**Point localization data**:

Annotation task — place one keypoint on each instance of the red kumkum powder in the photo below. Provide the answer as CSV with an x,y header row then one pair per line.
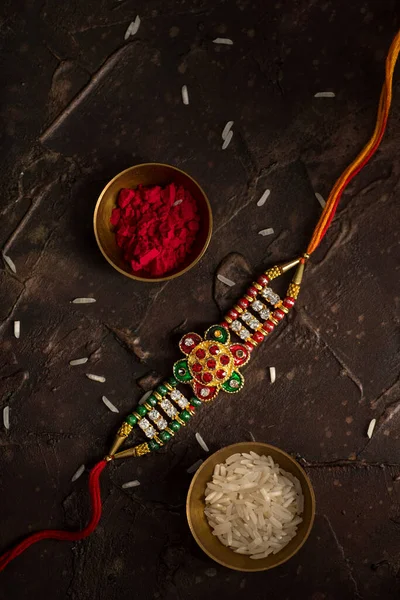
x,y
155,227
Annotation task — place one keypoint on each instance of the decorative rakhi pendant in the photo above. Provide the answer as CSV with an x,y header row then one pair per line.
x,y
212,363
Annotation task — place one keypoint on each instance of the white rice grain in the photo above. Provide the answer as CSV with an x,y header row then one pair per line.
x,y
78,473
98,378
133,28
227,140
226,41
194,466
109,404
268,231
128,484
252,505
320,199
202,442
225,280
78,361
324,95
264,198
6,417
9,263
226,130
83,301
371,428
185,95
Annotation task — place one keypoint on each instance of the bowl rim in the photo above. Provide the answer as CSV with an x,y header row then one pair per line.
x,y
166,277
309,486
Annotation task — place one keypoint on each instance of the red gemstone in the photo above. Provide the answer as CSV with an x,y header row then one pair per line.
x,y
252,291
278,314
288,302
243,303
268,326
257,336
262,280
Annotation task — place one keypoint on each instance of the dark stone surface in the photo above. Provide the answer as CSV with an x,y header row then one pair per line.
x,y
80,104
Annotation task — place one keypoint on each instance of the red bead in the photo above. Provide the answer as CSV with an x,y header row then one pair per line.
x,y
262,280
258,336
268,326
243,302
288,302
278,314
252,292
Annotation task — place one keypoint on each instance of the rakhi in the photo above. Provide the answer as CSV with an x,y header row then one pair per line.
x,y
213,363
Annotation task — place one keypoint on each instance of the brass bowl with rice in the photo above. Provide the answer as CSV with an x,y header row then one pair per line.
x,y
250,506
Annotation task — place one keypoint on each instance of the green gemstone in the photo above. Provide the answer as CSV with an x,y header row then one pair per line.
x,y
131,420
153,445
174,425
185,415
141,410
195,401
164,436
152,400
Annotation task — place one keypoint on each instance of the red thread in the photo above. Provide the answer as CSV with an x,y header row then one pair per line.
x,y
57,534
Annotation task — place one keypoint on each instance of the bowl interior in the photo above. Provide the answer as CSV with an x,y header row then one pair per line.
x,y
149,174
202,531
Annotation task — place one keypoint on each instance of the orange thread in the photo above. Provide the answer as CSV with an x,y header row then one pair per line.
x,y
366,153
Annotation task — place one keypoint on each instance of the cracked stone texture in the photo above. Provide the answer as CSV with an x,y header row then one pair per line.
x,y
79,104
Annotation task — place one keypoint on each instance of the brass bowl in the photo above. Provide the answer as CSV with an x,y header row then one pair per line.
x,y
149,174
202,532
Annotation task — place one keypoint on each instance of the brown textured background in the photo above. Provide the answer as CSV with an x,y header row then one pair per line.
x,y
78,105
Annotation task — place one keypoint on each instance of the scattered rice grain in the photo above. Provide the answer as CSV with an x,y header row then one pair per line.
x,y
78,361
202,442
268,231
133,28
109,404
194,466
9,263
78,473
225,280
264,198
128,484
98,378
185,95
6,417
371,428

**PROBLEM DESCRIPTION**: Reproduce each record from above exactly; pictures do not belong in the copy.

**TASK RESULT**:
Annotation task — place one keypoint on each instance of the red kumkum powder in the photo below. Provide the answer as CSV with an x,y header row then one pair per line.
x,y
155,227
Annotation task — place one keypoint on each instance of the decorative rakhi pendant in the photo above. Provide the answer as CSV with an x,y header row then one pair per line.
x,y
212,363
Annotation task — place one keypoint on each instance of the white rice grain in the photo above. Provide the answer as CSV with an x,y header row then one pair per line.
x,y
78,473
98,378
133,28
227,140
226,41
194,466
109,404
268,231
128,484
252,505
320,199
202,442
225,280
78,361
324,95
264,198
6,417
9,263
226,130
83,301
371,428
185,95
Annotation task — place one keypoint on each instance of the bowl rim in the photo above. Provide the answer as CSV with an x,y header row then one pair per line.
x,y
166,277
309,486
Annotation task — place one keypoint on each instance of the red gemstone in the photo above. Provide the answer as CSV with an x,y header row then one pair per line.
x,y
252,291
278,314
288,302
243,303
268,326
257,336
262,280
Annotation task — place one keypoint on each instance of the dark stone surface in the photo above. Provide the answer as CSV with an x,y header row then one pair per line.
x,y
80,104
Annotation task — place one keypoint on each instance of the red bead in the photo above. Provide the answer as CSV with an x,y header row then one pair per line.
x,y
262,280
258,336
268,326
243,302
288,302
278,314
252,292
Annotation task — place one keypoint on each instance of the rakhi in the photo above. Provide the answer as CSV with an x,y header row then one pair per line.
x,y
213,363
Annotation task — place one keypoint on each instance of the brass bowl with rice in the photo above. Provide the answer as CSV with an x,y header row then one pair per line.
x,y
250,506
Annotation task — place one keypoint on each instance of the green gemstone in the photo above. Provide the answer as CSV with an x,y header row then one pair per line.
x,y
131,420
153,445
174,425
185,415
141,410
195,401
164,436
152,400
Annotation task — place one keypoint on each instance of the red thread in the photo above. Provide the answer as CSV with an x,y header row then one pair per line.
x,y
57,534
Annotation task — place one keypoint on each instance of the bowl interior in the photo above. Provide the answer as CSV with an x,y header row then one pair per line.
x,y
149,174
202,531
Annotation task — place one keypoint on each instance of the orange thread in the photo above. Provide the answer as CSV with an x,y header row then one pair per line.
x,y
366,153
Annotation task — place one keypoint on each instance of the cracked stone texture in the photo above. Provide the answer as CSV with an x,y header row then one pair per line.
x,y
79,104
Annotation task — place one keypoint on each instance of the brass bowl in the photo above. Provide the answer as CSV with an x,y header row then one pair per line.
x,y
149,174
202,532
Annotation task — place one keypoint on each instance of the brown textured background in the photo above. Provide the answer as CSV with an x,y header row then one pair per line.
x,y
78,105
Annotation task — place one keypoint on each instance of the scattered rice grain in the photo above. Provide the answer as CSV with an x,y header row then one pair per line.
x,y
78,361
202,442
268,231
133,28
109,404
194,466
9,263
78,473
225,280
264,198
128,484
98,378
185,95
6,417
371,428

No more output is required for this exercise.